Exercise requirements -
1. In the corn syrup post, which two beer makers does Bud Light's campaign target?
2. Please extract the passage of the corn syrup post from "So, for the" to "beer production process.".
3. Summarize the corn syrup post in two sentences.

--- Begin Page excerpt ---

“Dilly, Dilly”

So, for the last 6 months Bud Light has entertained us with an aggressive agitprop campaign vilifying Coors and Miller for using Corn Syrup in their beer production process. 

Here’s the thing:  It’s pure, unadulterated delusion designed to piggyback on the public’s (negative) perception of high fructose corn syrup – the nefarious caloric conspirator responsible for the progressive paunch-ing of America.   

I don’t want to delve too far into the contrived devilry but: 

  1. The yeast used to make beer needs a sugar substrate on which to feed and that sugar is ultimately processed into ethanol.  It doesn’t matter what sugar is used, none of it ends up in the final product.  
  2. Corn syrup and High fructose corn syrup are not the same thing.  For practical purposes, Corn syrup isn’t really much different than regular refined, white sugar.

--- End Page excerpt ---
--- Begin Dataset extract ---

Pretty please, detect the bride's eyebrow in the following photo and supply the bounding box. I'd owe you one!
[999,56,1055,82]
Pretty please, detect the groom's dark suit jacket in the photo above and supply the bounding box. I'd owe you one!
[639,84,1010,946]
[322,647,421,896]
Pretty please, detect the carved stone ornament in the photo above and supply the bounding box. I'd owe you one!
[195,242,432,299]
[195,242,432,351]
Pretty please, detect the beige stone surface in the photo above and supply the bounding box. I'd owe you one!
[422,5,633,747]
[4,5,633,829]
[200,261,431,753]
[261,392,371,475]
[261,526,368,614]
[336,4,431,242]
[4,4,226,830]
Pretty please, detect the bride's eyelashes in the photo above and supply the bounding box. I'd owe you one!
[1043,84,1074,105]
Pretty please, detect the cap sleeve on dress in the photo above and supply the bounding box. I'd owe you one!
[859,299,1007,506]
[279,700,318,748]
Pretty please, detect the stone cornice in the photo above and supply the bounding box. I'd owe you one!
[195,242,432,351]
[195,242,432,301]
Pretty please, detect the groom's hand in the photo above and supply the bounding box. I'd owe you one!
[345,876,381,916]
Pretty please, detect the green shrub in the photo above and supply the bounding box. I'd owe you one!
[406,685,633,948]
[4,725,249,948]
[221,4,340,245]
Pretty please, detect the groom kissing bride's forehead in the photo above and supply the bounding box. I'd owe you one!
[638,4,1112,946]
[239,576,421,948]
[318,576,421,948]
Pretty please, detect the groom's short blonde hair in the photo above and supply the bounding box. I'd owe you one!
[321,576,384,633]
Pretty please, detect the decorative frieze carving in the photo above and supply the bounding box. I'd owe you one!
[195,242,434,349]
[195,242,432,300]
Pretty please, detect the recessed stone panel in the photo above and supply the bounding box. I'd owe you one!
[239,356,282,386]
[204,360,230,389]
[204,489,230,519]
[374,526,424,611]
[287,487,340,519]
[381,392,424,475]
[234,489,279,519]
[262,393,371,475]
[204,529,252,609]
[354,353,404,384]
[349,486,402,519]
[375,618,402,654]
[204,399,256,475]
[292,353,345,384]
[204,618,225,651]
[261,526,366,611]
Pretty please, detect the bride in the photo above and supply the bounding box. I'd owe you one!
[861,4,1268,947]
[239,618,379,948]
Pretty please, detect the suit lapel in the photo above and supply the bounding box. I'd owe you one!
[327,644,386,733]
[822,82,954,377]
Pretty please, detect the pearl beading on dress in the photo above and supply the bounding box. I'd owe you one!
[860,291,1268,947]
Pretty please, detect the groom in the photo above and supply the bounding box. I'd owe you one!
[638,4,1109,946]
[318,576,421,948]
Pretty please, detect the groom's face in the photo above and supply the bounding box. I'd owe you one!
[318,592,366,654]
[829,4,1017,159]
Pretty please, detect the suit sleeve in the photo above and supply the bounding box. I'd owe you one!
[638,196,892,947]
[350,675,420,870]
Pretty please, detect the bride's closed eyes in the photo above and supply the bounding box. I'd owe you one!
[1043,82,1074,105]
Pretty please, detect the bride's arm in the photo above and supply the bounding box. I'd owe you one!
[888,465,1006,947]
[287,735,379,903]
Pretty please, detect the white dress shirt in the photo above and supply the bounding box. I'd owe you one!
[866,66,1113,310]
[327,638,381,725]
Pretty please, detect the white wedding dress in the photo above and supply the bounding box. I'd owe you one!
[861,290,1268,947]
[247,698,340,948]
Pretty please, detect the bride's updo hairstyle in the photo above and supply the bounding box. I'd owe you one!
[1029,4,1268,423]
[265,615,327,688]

--- End Dataset extract ---

Answers for the exercise -
1. Coors and Miller.

2.
So, for the last 6 months Bud Light has entertained us with an aggressive agitprop campaign vilifying Coors and Miller for using Corn Syrup in their beer production process.

3. For the last six months, Bud Light has run a campaign attacking Coors and Miller for using corn syrup in their beer, which the post calls a delusion that plays on public distrust of high fructose corn syrup. The post argues that yeast turns whatever sugar is used into ethanol, so none reaches the final product, and that corn syrup is not the same as high fructose corn syrup and is practically much like refined white sugar.